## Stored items
# # # # #
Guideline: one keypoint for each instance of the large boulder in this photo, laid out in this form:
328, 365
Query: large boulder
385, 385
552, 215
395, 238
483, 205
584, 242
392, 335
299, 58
# # # # #
## Exercise requirements
With every line kept whole, write out the records again exactly.

## Result of the exercise
Guideline: one keypoint for each instance of the large boulder in this photo, laid out in this form:
328, 365
Query: large boulder
385, 385
552, 215
395, 238
483, 205
584, 242
392, 335
299, 58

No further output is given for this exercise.